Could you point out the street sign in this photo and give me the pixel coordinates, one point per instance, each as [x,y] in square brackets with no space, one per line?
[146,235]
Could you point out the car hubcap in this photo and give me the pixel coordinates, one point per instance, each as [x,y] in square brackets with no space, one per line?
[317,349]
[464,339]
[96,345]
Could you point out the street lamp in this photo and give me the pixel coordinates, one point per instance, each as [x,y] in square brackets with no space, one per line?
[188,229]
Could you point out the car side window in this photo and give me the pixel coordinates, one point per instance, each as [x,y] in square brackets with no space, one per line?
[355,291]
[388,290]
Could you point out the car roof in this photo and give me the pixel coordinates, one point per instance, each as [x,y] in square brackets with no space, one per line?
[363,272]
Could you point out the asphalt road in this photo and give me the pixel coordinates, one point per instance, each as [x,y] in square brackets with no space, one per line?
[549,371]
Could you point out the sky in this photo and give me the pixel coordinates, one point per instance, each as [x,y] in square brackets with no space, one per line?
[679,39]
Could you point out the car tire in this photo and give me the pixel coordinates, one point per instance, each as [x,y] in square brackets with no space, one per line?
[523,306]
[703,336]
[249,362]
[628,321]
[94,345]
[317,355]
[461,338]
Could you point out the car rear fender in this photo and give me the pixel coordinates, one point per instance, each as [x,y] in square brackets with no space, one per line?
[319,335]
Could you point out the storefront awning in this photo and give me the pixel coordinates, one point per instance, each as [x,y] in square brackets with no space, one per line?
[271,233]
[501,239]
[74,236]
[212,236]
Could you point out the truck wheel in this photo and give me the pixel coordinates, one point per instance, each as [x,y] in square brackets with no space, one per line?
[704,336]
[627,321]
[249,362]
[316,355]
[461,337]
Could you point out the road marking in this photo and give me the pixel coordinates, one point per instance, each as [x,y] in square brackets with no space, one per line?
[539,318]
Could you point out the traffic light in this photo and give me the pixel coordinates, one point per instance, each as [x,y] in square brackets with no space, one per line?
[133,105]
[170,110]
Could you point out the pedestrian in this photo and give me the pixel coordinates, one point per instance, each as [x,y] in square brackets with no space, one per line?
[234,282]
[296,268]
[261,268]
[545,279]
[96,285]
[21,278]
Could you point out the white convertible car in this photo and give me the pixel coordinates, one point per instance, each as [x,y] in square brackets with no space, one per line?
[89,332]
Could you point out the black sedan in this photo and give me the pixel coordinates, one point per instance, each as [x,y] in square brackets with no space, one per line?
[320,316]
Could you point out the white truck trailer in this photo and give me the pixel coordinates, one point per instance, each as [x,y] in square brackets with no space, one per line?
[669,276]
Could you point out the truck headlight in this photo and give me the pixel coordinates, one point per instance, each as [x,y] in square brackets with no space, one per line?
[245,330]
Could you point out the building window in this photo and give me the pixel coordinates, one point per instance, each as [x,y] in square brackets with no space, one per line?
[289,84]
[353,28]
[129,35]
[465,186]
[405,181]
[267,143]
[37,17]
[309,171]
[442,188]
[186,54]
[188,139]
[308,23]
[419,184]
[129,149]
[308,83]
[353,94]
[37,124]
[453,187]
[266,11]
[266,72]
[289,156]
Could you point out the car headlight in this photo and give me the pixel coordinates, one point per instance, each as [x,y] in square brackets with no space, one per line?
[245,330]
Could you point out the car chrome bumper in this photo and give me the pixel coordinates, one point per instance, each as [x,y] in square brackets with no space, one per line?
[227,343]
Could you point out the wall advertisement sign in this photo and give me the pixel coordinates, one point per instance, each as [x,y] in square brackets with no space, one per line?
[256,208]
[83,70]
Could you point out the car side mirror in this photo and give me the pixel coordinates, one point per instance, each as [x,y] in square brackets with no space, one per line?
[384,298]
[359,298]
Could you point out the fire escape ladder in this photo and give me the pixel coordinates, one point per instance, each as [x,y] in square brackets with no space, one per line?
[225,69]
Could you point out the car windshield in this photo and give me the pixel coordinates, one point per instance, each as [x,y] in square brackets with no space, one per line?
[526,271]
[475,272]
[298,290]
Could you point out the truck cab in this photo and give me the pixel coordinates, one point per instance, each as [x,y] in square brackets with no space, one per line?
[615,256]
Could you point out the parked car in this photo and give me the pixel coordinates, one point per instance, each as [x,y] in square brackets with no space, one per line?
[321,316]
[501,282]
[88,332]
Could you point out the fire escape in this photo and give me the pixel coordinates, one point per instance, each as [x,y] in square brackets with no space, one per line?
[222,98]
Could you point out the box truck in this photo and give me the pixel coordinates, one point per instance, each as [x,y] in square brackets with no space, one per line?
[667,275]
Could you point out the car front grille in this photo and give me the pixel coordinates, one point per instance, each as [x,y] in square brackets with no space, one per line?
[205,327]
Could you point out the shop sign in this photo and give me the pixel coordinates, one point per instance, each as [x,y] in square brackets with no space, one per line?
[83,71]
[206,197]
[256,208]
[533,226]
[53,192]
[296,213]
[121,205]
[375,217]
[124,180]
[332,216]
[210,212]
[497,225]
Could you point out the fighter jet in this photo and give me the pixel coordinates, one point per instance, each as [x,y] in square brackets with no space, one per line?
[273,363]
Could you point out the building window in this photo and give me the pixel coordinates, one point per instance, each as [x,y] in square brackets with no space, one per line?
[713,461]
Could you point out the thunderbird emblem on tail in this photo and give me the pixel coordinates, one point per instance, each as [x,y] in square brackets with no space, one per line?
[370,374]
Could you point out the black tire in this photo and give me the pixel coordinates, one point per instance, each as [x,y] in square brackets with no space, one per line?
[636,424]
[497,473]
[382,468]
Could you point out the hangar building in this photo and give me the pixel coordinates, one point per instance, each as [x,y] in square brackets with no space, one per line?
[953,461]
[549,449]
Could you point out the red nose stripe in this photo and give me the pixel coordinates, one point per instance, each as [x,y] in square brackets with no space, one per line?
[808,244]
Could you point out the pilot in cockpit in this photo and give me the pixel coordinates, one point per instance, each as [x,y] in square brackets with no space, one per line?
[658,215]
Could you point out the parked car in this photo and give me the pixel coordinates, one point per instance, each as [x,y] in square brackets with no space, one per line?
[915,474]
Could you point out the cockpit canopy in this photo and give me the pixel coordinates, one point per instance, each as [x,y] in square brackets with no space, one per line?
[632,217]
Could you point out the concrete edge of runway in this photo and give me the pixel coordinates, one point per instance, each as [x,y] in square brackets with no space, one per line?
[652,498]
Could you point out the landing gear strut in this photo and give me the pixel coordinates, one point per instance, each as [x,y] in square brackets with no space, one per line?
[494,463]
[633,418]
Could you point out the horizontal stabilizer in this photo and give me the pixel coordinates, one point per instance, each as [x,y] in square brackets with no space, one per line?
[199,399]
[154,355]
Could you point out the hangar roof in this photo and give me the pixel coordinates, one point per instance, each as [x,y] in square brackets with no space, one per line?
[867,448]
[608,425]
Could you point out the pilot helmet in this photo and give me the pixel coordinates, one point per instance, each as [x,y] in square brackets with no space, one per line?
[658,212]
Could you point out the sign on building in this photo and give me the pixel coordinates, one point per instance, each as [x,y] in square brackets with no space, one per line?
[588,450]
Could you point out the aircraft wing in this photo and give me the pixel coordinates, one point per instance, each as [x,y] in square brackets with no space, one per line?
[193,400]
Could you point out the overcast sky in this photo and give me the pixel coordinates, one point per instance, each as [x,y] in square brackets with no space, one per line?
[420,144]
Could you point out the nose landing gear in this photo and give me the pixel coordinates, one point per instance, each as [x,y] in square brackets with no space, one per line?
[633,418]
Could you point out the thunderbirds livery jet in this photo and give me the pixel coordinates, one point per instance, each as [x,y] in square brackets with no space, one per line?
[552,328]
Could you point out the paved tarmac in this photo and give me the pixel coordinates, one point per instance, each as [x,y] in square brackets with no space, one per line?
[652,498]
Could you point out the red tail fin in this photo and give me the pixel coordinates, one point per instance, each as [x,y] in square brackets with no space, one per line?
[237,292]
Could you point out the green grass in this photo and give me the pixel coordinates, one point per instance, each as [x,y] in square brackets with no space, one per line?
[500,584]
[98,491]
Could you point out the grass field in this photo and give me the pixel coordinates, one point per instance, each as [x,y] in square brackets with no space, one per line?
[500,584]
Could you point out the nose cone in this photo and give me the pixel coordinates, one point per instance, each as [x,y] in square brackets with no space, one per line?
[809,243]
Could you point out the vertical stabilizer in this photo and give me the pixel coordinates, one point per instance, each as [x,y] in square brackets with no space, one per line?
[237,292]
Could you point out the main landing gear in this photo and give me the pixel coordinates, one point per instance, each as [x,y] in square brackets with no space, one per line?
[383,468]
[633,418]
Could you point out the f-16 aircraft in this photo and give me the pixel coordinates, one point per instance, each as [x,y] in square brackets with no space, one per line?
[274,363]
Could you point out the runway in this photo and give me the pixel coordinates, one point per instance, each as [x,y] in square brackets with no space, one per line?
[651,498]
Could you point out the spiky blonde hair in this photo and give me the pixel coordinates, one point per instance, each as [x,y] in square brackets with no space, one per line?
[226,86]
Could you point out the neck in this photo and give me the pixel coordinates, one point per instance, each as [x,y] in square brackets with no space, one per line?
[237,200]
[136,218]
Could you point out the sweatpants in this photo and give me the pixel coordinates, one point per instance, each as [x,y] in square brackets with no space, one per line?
****
**TASK DETAILS**
An exact copy is needed of the closing lines of the entries above, counting from the one that contains "Could you point out the neck" and including it and the last.

**YOUR SOLUTION**
Could you point out the neck in this photo and give me the pixel coordinates, one point per instance, each as [x,y] in square brackets with no space, one per line?
[237,200]
[136,218]
Could you point out the sweatpants in this photo and give me the pixel coordinates, one point per instance, each as [x,y] in square brackets with no space, one per line?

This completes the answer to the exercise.